Aim of the exercise =>
Produce as output only the lines below starting at the line with "Target: brick wall texture" and continuing through the line with "man wearing sunglasses.", each one exactly as written.
━━━━━ Data to use ━━━━━
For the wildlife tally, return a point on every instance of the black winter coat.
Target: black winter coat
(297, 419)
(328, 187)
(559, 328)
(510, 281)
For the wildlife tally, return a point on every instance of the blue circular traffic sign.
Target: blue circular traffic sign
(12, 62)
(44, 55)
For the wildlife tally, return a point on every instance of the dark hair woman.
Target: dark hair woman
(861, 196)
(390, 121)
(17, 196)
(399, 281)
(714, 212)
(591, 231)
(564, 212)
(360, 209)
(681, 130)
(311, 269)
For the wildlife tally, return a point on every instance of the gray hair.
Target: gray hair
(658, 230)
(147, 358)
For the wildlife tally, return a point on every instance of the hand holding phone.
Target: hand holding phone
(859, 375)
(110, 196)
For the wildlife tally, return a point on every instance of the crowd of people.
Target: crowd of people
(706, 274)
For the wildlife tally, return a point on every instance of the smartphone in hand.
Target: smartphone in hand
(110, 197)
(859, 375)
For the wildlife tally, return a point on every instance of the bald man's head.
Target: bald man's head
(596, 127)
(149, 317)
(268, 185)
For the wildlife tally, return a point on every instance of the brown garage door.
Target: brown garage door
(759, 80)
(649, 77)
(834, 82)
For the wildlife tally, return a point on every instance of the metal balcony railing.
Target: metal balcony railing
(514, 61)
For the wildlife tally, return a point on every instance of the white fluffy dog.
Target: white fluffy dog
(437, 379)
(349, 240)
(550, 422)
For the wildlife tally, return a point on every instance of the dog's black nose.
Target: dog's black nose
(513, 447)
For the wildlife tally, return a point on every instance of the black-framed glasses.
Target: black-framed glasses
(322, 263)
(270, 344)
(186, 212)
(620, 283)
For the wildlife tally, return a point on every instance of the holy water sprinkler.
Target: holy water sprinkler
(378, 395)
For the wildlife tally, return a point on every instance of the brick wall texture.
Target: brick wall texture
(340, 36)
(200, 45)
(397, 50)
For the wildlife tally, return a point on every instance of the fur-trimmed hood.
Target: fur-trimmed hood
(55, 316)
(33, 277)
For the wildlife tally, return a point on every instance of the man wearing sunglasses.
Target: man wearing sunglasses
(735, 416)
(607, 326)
━━━━━
Solution to this problem =>
Target: brick wall texture
(340, 36)
(200, 45)
(397, 50)
For the wildlife tally, return a point on every instance of the fur-trimmed hood.
Target: fur-trimmed hood
(55, 316)
(33, 277)
For the wildlife tally, return a point on every instance of the man wearing sunglasses.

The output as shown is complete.